• _RECORDS FOR THIS EXERCISE_
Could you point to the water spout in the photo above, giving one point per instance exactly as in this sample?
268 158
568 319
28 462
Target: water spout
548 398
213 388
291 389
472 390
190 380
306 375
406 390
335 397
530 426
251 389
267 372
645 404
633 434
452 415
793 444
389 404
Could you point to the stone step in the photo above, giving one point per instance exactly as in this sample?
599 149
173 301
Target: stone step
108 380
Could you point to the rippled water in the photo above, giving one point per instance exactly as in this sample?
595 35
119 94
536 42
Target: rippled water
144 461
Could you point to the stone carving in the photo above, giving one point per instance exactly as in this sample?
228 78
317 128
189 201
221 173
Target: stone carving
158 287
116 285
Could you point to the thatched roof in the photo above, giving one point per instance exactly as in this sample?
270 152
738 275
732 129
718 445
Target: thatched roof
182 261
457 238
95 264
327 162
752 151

• _REQUIREMENTS_
Reproduce all of the data above, swapping every occurrence of "stone step" for "stone stair" and leaving everything else unchanged.

• _ANSWER FOR THIS EXERCISE_
Could you point to the water spout in the photo above, giving one point per instance exactly as in this sample?
268 158
568 319
28 462
Target: water spout
548 398
213 388
291 389
472 390
190 380
306 375
406 390
335 397
530 426
251 389
267 372
645 404
633 434
452 415
793 444
389 404
Could you point to the stone stair in the photo above, giving one point per instance exactly as in this sample?
599 149
173 301
Target: stone stair
108 380
Could you point to the rippled water in the photo above, giving one point per instance exactly as in this sample?
595 35
119 94
536 42
Target: rippled water
144 461
Could you point to the stone carving in the photo above, giving one point per instance exactly as in this sample?
228 78
317 128
189 201
221 173
Target: stone carving
158 287
116 285
Could you point to the thatched roof in the photo above, giving one point per instance exactly as in this sample?
270 152
738 275
732 129
718 445
Target: thatched roof
182 261
457 238
95 264
327 162
752 151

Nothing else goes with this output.